Data items:
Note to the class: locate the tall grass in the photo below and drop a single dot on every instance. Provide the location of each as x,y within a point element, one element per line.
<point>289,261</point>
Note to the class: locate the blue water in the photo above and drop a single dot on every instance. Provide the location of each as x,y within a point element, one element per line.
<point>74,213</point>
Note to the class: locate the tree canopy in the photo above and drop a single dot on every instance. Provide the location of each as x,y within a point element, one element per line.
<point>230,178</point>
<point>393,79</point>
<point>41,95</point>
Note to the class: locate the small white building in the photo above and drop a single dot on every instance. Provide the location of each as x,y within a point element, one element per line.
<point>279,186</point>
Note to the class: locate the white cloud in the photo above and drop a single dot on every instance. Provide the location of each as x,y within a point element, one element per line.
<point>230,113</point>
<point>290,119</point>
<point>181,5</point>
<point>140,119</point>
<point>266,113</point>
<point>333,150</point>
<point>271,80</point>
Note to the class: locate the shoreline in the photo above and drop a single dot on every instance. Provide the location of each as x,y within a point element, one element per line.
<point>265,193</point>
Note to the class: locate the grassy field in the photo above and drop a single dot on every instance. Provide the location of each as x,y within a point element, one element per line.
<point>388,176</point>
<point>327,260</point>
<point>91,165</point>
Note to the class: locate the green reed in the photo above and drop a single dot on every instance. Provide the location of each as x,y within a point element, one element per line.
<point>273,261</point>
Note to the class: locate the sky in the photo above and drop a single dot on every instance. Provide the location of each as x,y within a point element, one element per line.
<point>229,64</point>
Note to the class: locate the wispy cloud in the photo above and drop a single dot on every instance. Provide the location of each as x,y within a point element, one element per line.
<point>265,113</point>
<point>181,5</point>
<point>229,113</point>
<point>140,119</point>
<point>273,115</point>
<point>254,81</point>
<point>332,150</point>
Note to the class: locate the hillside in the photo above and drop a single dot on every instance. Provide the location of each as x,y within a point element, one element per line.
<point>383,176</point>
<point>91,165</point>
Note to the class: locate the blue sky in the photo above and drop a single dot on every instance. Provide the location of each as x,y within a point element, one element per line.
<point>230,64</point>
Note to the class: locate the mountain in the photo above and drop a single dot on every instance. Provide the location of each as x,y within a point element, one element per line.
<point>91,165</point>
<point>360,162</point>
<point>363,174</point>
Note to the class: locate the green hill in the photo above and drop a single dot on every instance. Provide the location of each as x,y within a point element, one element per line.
--
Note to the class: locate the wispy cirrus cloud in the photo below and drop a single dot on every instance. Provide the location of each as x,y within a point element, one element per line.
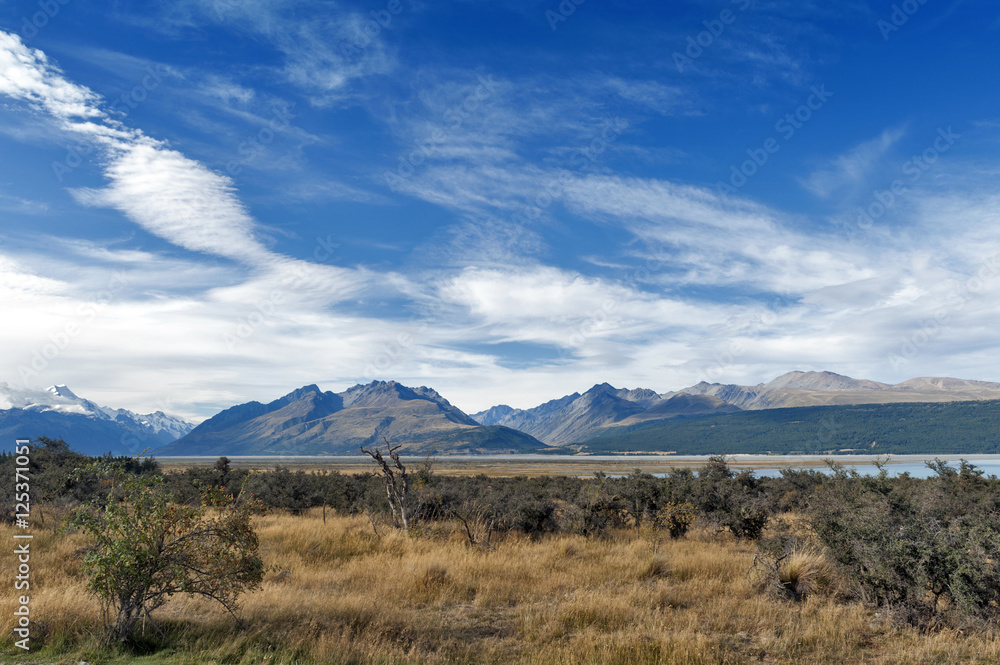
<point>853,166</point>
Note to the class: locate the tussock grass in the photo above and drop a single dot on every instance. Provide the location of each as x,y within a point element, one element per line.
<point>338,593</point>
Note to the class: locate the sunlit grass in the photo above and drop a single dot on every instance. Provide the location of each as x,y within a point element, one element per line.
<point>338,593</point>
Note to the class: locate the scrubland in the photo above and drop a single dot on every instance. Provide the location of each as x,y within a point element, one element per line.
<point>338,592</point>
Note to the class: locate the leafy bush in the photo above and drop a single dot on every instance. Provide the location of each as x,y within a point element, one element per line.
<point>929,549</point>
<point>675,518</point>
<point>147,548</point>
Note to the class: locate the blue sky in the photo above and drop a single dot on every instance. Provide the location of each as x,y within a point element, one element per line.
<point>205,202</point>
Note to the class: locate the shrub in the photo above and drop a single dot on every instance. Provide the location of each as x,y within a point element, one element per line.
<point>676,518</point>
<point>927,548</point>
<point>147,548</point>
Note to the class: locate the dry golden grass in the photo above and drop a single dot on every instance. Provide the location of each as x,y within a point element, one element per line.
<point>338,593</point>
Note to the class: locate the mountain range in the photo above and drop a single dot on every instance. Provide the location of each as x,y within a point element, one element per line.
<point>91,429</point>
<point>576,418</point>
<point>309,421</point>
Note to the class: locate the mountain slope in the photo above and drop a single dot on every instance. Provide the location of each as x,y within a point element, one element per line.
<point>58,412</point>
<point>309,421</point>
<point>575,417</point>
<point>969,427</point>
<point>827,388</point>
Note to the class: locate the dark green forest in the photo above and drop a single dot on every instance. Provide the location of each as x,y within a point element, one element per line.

◆ What is expected ◆
Can you revise the entries from the line containing "Note to the class: locate the tall" through the line containing "<point>265,193</point>" so that "place one mark" replaces "drop a single dot" and nothing else changes?

◆ Correct output ◆
Note to the class: locate the tall grass in the photo below and place one mark on every instance. Provide the location of each as x,y within a point element, one element per line.
<point>289,261</point>
Note to the class: locate the blue water in the photo above and place one mark on every instance. Provide the location of each as x,y within a point element, one element per line.
<point>74,213</point>
Note to the class: locate the tree canopy in the photo above and place one mark on every instance. Provide the location of each as x,y within a point element, one element per line.
<point>230,178</point>
<point>393,79</point>
<point>41,95</point>
Note to the class: locate the small white building in the photo above and place one mark on every instance. Provide the location of each as x,y within a point element, one element per line.
<point>279,186</point>
Note to the class: locate the white cloud in the photo above and place one mark on every instance. Provide the location of each as x,y within a point element, one element per line.
<point>230,113</point>
<point>290,119</point>
<point>181,5</point>
<point>140,119</point>
<point>266,113</point>
<point>333,150</point>
<point>271,80</point>
Note to the class: locate the shoreline in the photo above and place one mark on every instance. Provide the location of each as x,y within a point element, one element per line.
<point>265,193</point>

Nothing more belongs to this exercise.